What you are asked to do: Copy out all of the lines below word for word, but leave out the pictures.

Supplied information:
============================================================

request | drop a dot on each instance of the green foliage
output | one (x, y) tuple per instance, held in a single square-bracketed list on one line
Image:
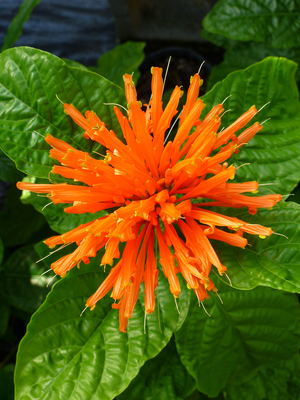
[(7, 382), (249, 331), (62, 351), (8, 171), (21, 284), (242, 54), (20, 224), (275, 22), (161, 378), (273, 261), (29, 83), (274, 153), (16, 27)]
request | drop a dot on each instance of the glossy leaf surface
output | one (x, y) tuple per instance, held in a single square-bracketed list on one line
[(249, 330), (16, 27), (21, 284), (20, 224), (275, 22), (243, 54), (62, 351), (30, 80), (274, 153), (161, 378), (273, 261)]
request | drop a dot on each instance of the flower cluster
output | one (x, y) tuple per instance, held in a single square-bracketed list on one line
[(147, 183)]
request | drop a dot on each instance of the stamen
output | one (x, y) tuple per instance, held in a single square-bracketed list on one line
[(83, 311), (280, 234), (99, 154), (51, 280), (222, 115), (54, 251), (263, 106), (167, 70), (265, 121), (228, 279), (176, 120), (200, 67), (115, 104), (51, 202), (158, 315), (176, 305), (242, 166), (266, 184), (59, 99), (204, 308), (219, 297), (226, 99), (44, 273), (39, 134)]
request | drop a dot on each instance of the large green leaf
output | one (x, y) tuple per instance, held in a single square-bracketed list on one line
[(243, 54), (275, 22), (30, 79), (273, 261), (16, 27), (8, 170), (21, 283), (67, 356), (20, 224), (249, 330), (161, 378), (274, 153), (7, 382), (277, 383), (123, 59)]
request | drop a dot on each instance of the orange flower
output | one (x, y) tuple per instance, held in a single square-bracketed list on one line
[(147, 185)]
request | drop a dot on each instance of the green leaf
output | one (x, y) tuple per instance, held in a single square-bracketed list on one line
[(274, 153), (21, 284), (8, 170), (4, 315), (30, 79), (243, 54), (70, 356), (123, 59), (280, 382), (20, 224), (251, 329), (161, 378), (16, 27), (273, 261), (72, 63), (7, 382), (276, 22)]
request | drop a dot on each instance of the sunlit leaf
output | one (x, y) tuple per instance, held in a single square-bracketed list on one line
[(273, 261), (276, 22), (21, 284), (161, 378), (16, 27), (30, 80), (274, 153), (62, 351)]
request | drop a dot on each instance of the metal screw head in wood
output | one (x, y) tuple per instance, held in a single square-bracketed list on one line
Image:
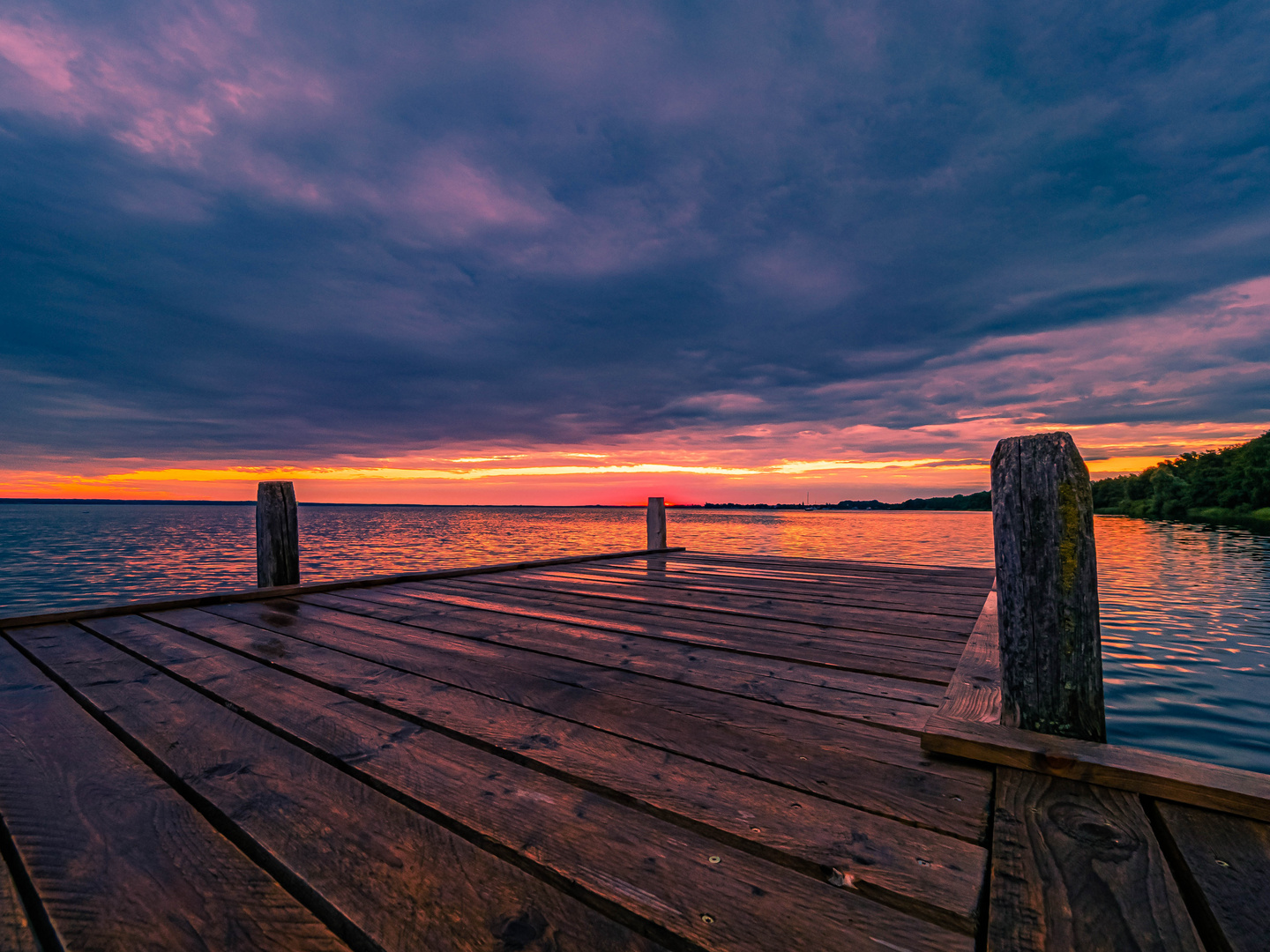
[(657, 522), (277, 536), (1047, 588)]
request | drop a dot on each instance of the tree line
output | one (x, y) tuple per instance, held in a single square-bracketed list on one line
[(1233, 480)]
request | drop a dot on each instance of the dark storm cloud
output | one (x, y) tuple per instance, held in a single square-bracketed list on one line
[(325, 227)]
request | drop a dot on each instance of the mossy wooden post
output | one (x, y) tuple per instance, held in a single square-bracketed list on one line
[(657, 522), (1047, 588), (277, 536)]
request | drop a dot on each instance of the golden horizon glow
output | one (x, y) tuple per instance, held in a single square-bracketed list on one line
[(773, 464)]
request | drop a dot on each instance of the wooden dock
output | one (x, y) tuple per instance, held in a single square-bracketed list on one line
[(667, 750)]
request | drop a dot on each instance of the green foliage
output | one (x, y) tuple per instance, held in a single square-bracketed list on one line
[(1231, 481), (975, 502)]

============================================================

Result of this task:
request | drop a dot on each instance of the green foliage
output | one (x, y) tuple per instance, held in a single square-bracketed list on one line
Image:
[(7, 382), (249, 331), (62, 351), (8, 171), (21, 284), (242, 54), (20, 224), (275, 22), (161, 378), (273, 261), (29, 83), (274, 153), (16, 27)]
request | drop a dot on each instance of the glossy leaf surface
output | one (x, y) tuple per instance, held in a single square-bracketed list on one line
[(249, 330), (16, 27), (21, 284), (20, 224), (275, 22), (243, 54), (62, 351), (30, 80), (274, 153), (161, 378), (273, 261)]
request | drop a dot on each instance of the flower cluster
output | one (x, y) tuple per instance, held in a single square-bracketed list on one line
[(147, 183)]
request | drop a dot on each instance of the stamen
output | one (x, y) tuple per instance, held in a single square-bracketed list on one line
[(83, 311), (280, 234), (99, 154), (51, 280), (222, 115), (54, 251), (263, 106), (167, 70), (265, 121), (228, 279), (176, 120), (200, 67), (115, 104), (51, 202), (158, 315), (176, 305), (242, 166), (266, 184), (59, 99), (204, 308), (219, 297), (226, 99), (44, 273), (39, 134)]
request | drop a dot on each instance of the large green leaf
output | one (x, y) tuple per instance, held in a single square-bracketed list on one line
[(243, 54), (275, 22), (30, 79), (273, 261), (16, 27), (8, 170), (21, 283), (67, 356), (20, 224), (249, 330), (161, 378), (274, 153), (7, 382), (277, 383), (123, 59)]
request | drop a dot on each instance of the orange flower
output | one (x, y) tuple per instance, held in a single square-bracketed list on one line
[(147, 185)]
request | drop a dot on each instance of the green leaf
output | one (x, y) tuple per instance, held in a single square-bracketed list on one line
[(274, 153), (21, 284), (8, 170), (4, 315), (30, 79), (243, 54), (70, 356), (123, 59), (280, 382), (20, 224), (251, 329), (161, 378), (16, 27), (273, 261), (72, 63), (7, 382), (276, 22)]
request | drop a dot on each instance of the sunlit leaf
output | one (x, y) tuple per instance, held in a single square-bracketed list on one line
[(273, 261), (276, 22), (21, 284), (161, 378), (16, 27), (30, 80), (274, 153), (62, 351)]
request | drop a dot on each instance of the metal screw head in wood
output | one (x, y) tuple per instance, held in a single square-bracketed list on one line
Image:
[(657, 522), (277, 536), (1047, 588)]
request | drop a dot on each instance of the tree line
output | one (x, y) tuple per instance, held in a single square-bracketed list on one line
[(1233, 480)]
request | drop a dot on each instance of the dark storm cloud
output | one (x, y) tuple per instance, held in a single square-bracketed list on one line
[(325, 227)]
request | drop a dot on each instance of the mossy wooden post
output | one (x, y) tuple per instance, held in a single square-bracketed list on one line
[(657, 522), (1047, 588), (277, 536)]
request | drop a dot on each instance of the golden horizon glow
output | one (x, y) tuple per instance, held in a single square-bracketed list on one line
[(773, 464)]
request | drop a dot on each instance of the wooden dock
output | one (x, y) tuple per instance, held in a single square-bracketed list on one line
[(667, 750)]
request | drop a dot on each instance of the green foliage
output | one (x, y) tuple per instance, held in a single square-bracketed list on one line
[(1231, 481), (975, 502)]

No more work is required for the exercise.